-- INPUT RECORDS follows --

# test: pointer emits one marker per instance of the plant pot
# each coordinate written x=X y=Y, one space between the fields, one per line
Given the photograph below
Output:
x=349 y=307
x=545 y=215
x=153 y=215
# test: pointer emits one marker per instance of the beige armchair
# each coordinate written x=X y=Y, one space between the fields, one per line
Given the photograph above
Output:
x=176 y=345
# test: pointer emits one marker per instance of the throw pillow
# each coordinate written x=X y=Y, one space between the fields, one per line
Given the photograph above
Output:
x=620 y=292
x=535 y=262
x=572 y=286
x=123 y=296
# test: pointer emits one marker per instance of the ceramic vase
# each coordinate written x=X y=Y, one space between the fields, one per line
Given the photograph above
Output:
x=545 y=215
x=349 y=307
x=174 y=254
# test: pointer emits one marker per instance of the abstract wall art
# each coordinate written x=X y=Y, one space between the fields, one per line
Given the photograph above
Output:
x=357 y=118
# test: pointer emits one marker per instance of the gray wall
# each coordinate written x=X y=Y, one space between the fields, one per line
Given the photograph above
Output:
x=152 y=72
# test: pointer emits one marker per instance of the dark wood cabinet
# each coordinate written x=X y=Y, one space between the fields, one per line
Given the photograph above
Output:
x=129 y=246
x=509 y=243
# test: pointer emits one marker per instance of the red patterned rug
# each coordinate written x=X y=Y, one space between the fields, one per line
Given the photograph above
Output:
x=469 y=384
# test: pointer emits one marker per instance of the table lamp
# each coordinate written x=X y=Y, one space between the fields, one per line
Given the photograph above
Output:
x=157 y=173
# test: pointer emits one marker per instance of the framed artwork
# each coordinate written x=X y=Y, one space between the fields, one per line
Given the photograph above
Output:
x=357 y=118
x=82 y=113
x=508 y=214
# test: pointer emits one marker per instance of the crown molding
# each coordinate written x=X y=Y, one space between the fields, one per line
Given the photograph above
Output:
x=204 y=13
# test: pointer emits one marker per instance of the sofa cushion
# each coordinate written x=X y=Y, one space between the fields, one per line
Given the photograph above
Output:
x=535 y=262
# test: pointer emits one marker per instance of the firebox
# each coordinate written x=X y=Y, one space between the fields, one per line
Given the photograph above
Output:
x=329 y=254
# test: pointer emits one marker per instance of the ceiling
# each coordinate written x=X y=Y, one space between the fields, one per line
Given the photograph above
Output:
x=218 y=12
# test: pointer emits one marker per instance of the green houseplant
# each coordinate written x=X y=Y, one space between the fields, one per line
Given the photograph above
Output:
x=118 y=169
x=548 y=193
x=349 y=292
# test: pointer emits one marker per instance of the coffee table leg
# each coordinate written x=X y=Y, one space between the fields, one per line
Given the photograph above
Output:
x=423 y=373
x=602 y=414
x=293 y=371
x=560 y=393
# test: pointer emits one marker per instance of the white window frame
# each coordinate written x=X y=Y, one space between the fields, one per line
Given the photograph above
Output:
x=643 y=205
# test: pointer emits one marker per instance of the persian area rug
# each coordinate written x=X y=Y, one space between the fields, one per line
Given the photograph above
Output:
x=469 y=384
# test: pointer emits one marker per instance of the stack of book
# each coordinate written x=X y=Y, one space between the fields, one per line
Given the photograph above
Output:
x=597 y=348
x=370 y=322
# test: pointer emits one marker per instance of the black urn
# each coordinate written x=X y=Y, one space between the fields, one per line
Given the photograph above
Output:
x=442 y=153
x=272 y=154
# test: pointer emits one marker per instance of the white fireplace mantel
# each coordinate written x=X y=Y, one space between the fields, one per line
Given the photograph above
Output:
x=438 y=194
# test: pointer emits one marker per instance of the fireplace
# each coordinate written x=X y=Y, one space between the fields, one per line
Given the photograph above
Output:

-- INPUT RECORDS concluded --

*TASK GOAL*
Could you return all of the data exactly as written?

*SOLVED EXERCISE*
# test: pointer emits one marker per instance of the plant pot
# each coordinate written x=X y=Y, one space between the fields, one per line
Given the photograph below
Output:
x=349 y=307
x=545 y=215
x=153 y=215
# test: pointer emits one marker per instance of the beige armchair
# each coordinate written x=X y=Y, one space between the fields, one per line
Given the photograph above
Output:
x=176 y=345
# test: pointer emits one marker per instance of the throw pillow
# each coordinate written x=X y=Y, one space between the fields, one per line
Given the photograph above
Output:
x=620 y=292
x=535 y=262
x=572 y=286
x=123 y=296
# test: pointer emits one marker per instance of the ceramic vase
# each coordinate written x=X y=Y, one space between the fields, one per line
Given the photograph above
Output:
x=545 y=215
x=349 y=307
x=174 y=254
# test: pointer emits one marker per instance of the abstract wall art
# each coordinate written x=X y=Y, one space between the fields, one per line
Given the photograph above
Output:
x=357 y=118
# test: pointer emits one marker per instance of the gray wall
# each coordinate written x=X y=Y, one space between the fields, one per line
Given the photograph above
Output:
x=152 y=72
# test: pointer emits one marker per instance of the dark wood cabinet
# each coordinate written x=X y=Y, one space between the fields, one per line
Given the photograph above
Output:
x=129 y=246
x=509 y=243
# test: pointer emits one marker per instance of the red patterned rug
# each coordinate written x=X y=Y, one space between the fields, one per line
Given the photograph above
Output:
x=469 y=384
# test: pointer emits one marker per instance of the table lamp
# each coordinate written x=X y=Y, one space between the fields, one per line
Given the photograph above
Output:
x=157 y=173
# test: pointer emits one marker per instance of the framed artwork
# each coordinate written x=X y=Y, one space between the fields, one per line
Given the photograph above
Output:
x=357 y=118
x=82 y=113
x=508 y=214
# test: pointer emits one marker per instance of the crown molding
# each coordinate written x=X y=Y, one space between the fields, one per line
Given the photograph above
Output:
x=204 y=13
# test: pointer emits one marker per instance of the sofa cushion
# each coordinate written x=X y=Y, one space between the fields, one per line
Given the photograph above
Output:
x=535 y=262
# test: pointer emits one marker per instance of the firebox
# each coordinate written x=X y=Y, one space between the fields, one per line
Given the photograph above
Output:
x=329 y=254
# test: pointer emits one marker per instance of the ceiling
# each coordinate written x=X y=Y, one space between the fields, one per line
Given the photograph above
Output:
x=218 y=12
# test: pointer emits one marker per instance of the green houseplant
# each coordinate written x=X y=Y, one space between the fields, one per line
Given the photograph above
Output:
x=118 y=169
x=548 y=193
x=349 y=292
# test: pointer emits one marker per instance of the coffee table leg
# each coordinate written x=X y=Y, one space between the fields, one per line
Given the photograph above
Output:
x=423 y=373
x=602 y=414
x=293 y=371
x=560 y=393
# test: pointer emits one marker per instance of the white window frame
# each coordinate written x=X y=Y, one space between the fields, one per line
Given the photograph above
Output:
x=643 y=205
# test: pointer emits one marker per instance of the persian area rug
# each coordinate written x=X y=Y, one space between the fields, one per line
Given the photograph above
Output:
x=469 y=384
# test: pointer emits one marker per instance of the stack of book
# each coordinate written x=X y=Y, one space between the fields, one per line
Given the photograph above
Output:
x=597 y=348
x=370 y=322
# test: pointer emits one marker per instance of the black urn
# each coordinate written x=X y=Y, one space between the fields, one per line
Given the photograph above
Output:
x=442 y=153
x=272 y=154
# test: pointer emits one marker per instance of the white fireplace mantel
# each coordinate written x=X y=Y, one space between the fields, one per line
Given the photograph above
Output:
x=438 y=194
# test: pointer emits one marker per instance of the fireplace
# each coordinate written x=X y=Y, one space between the fields, one per line
Given the photograph above
Output:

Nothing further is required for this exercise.